• [Fragmento del texto]
____
Acallemos en lo
posible este bullicio íntimo, para someternos a un mejor examen esclarecedor. Será una
detención ponderativa, selectiva y a veces dubitativa. Sin una decisión moderadamente
crítica, nuestra intimidad se asemejaría a un caos ideológico y sentimental,
por cuya culpa pensamos, seleccionamos y realizamos aquello que por acaso
emerge desde nuestra realidad caótica. Y, en consecuencia, nuestra existencia
se desenvolverá sometida al arbitrio del momento, al azar de lo que nos está
aconteciendo a nosotros o al impacto que hemos recibido sugestionados por la
pasajera influencia de lo que en el momento observamos o que muy llamativamente
ha logrado, tentándonos, apresarnos. Debemos rectificarnos para exhibir nuestra
autenticidad[1].
Luis Farré
Según una aguda sugerencia de Kierkegaard resulta de lo más
fructífero, para el análisis y el estudio de los fenómenos que siempre ofrecen cierta
complejidad y un espectro de expresión más o menos disperso, el estudio no de
la norma, sino más bien de la excepción a la misma. Este mismo principio puede
ser trasladado fácilmente al estudio de la psicología ‒al menos dentro del área
de la psicología filosófica, como lo haremos sumariamente nosotros‒ de manera
de ser capaces de echar un poco de luz sobre la naturaleza de los procesos
normales de la inteligencia, a través del estudio de expresiones típicamente
desviadas. Nos detendremos brevemente, en este pequeño trabajo, en el fenómeno
del fanatismo, estudio que consideramos de la mayor importancia, tanto por el
valor teórico del estudio así como también por la actualidad que dicho fenómeno
presenta en una época tan marcada por la precipitación, la indisciplina y el
capricho intelectual como la nuestra.
Con mucha frecuencia se sugiere que el hombre es un animal político.
En realidad, conviene decir que es un animal religioso, verticalmente dispuesto
en dirección hacia la trascendencia. Solo que esa búsqueda, esa orientación
interna, se desarrolla en el marco de un mundo compartido; de modo tal que la
búsqueda, siempre personal, no se desarrolla nunca en el aislamiento. Las ideas
que los individuos se forjan de la naturaleza y sus relaciones con la divinidad
y la sociedad, cuando son compartidas por un grupo más o menos amplio,
constituyen creencias que, cuando adquieren mayor rigidez y en cierta forma se
cristalizan, admitiéndola la mayor parte de los sujetos de manera acrítica,
configuran los dogmas. Creer que la existencia de los dogmas se reduce
solamente a la esfera religiosa es tanto producto de una consideración
superficial como un equívoco lamentable. Aquí, como en lo demás, nos es
menester saber separar lo esencial de lo accesorio, y comprenderemos cómo, en
la psicología personal, no es tanto lo importante el “objeto” al que apunte
exteriormente el dogma cuanto la orientación interna de esa disposición
psicológica. Se trata, en última instancia, de funciones psíquicas que pueden o
no satisfacerse. Nada impide que una necesidad se satisfaga de una forma
desviada. De este modo, se comprende cómo una teoría sociológica o económica (llamémoslas
aquí ideológica) constituya, en última instancia, una creencia religiosa, dado
que la función que ella cumple para el individuo es de naturaleza eminentemente
religiosa.
____
• [Material dado]
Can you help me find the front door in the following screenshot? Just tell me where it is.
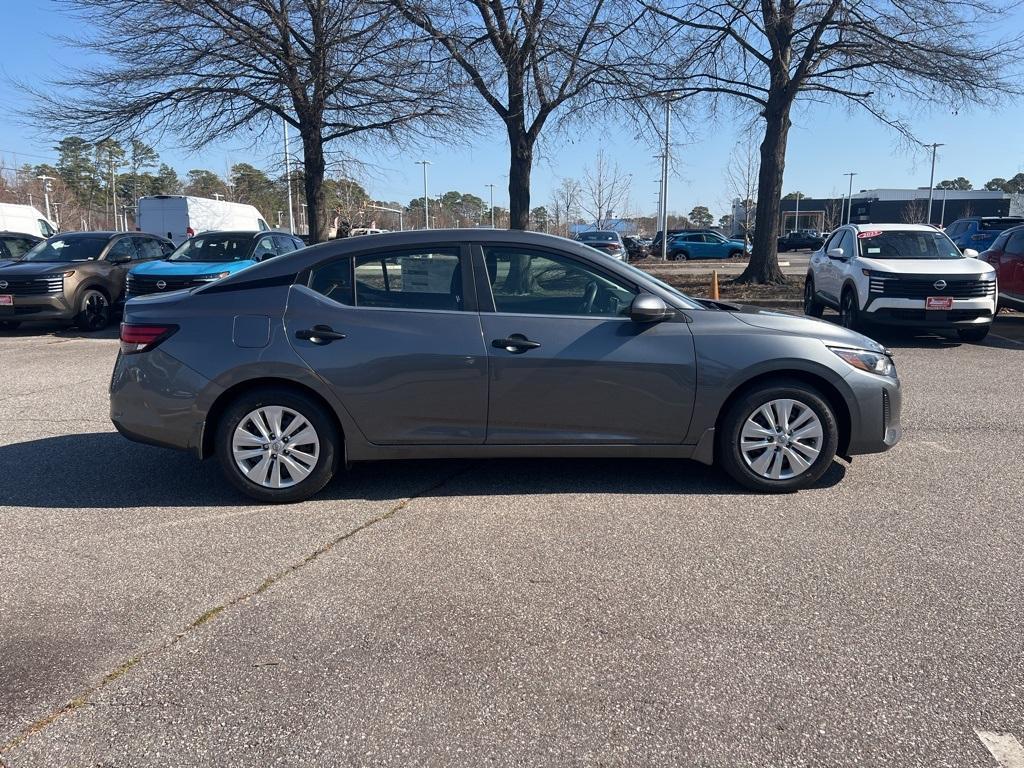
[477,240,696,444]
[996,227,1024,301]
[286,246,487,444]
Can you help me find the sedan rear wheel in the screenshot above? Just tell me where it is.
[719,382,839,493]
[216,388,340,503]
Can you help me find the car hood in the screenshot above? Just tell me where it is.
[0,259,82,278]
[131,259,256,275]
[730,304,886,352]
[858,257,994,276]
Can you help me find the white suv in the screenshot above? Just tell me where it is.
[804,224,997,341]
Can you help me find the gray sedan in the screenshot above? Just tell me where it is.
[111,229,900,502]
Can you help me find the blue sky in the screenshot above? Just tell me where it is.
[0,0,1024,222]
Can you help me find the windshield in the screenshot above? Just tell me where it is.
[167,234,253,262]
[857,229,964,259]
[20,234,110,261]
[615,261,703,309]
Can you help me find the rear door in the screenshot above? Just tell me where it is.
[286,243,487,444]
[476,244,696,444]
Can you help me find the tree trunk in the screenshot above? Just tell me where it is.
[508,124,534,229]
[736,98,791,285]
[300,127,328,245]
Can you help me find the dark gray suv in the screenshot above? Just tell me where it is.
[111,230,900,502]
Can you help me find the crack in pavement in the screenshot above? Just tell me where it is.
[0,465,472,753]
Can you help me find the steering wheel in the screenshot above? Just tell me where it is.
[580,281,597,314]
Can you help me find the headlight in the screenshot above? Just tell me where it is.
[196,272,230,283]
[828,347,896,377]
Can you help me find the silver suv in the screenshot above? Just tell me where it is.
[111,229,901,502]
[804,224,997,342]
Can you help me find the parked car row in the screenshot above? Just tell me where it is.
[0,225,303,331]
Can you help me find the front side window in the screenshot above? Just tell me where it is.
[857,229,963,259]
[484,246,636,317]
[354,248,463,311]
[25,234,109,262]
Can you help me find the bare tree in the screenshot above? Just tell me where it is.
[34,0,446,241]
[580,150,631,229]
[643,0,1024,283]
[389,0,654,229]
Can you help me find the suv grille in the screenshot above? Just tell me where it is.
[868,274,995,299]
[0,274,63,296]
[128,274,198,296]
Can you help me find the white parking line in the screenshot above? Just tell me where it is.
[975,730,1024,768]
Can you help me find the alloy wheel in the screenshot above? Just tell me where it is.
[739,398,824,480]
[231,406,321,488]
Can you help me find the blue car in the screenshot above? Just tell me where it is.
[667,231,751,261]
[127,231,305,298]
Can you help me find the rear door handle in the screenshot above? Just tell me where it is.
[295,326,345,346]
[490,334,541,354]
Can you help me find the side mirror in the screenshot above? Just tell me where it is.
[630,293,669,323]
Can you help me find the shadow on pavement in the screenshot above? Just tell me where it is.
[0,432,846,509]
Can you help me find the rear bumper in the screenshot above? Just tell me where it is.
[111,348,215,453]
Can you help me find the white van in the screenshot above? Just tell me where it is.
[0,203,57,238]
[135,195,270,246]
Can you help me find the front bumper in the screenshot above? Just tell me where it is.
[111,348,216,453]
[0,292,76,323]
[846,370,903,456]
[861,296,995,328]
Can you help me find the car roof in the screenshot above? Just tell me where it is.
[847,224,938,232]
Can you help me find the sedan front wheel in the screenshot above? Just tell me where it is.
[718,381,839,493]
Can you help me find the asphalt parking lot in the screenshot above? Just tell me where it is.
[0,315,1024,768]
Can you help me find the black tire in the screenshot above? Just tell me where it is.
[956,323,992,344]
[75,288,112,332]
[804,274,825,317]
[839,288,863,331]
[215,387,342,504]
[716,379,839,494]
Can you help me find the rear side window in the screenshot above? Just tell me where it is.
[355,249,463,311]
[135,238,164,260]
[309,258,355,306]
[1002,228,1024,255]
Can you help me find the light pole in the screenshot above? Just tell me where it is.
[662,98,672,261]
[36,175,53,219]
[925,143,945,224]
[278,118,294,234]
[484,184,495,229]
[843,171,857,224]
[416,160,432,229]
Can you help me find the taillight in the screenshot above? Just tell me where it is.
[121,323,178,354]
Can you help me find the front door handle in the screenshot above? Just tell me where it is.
____
Sigue escribiendo el texto sobre el fanatismo, empezando justo después de su última oración.

Que el hombre en su relación con la divinidad incurra en desviaciones,
supresiones y deformaciones deletéreas no es nada extraño. Donde el fenómeno es,
no obstante, más manifiesto es en el fanatismo. En este fenómeno, el individuo
aquejado de este mal (ya que de una auténtica enfermedad espiritual estamos
hablando) deja de ser dueño de sus ideas para ser, por el contrario, su siervo.
Cuando la función ideativa se escinde de la finalidad que la establece y el
individuo se constituye en un apéndice o bien en un portavoz de ideas o de
conjuntos de nociones mal aprendidas que lo dominan, la libertad ya se perdió.
Se trata, claramente, de una hipostasiación mórbida forjada por una función
religiosa indebidamente dirigida; y habrá de ser necesariamente mal orientada
siempre que el individuo no sea dueño de sus ideas, no sea capaz de reflexionar
y seleccionar los conceptos de una manera crítica, y no sujete su ordenamiento
a las normas impuestas por la lógica, sin la cual habrá de gobernar siempre el
capricho.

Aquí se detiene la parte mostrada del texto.